▶ _PROBLEM TO SOLVE_:
Retype each entry. Leave nothing out.

▶ _DATA SUPPLIED_:

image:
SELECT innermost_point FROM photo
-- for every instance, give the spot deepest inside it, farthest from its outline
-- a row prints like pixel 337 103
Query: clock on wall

▶ _EXERCISE ANSWER_:
image:
SELECT innermost_point FROM photo
-- for every instance, give the spot deepest inside it, farthest from its outline
-- a row prints like pixel 337 103
Query: clock on wall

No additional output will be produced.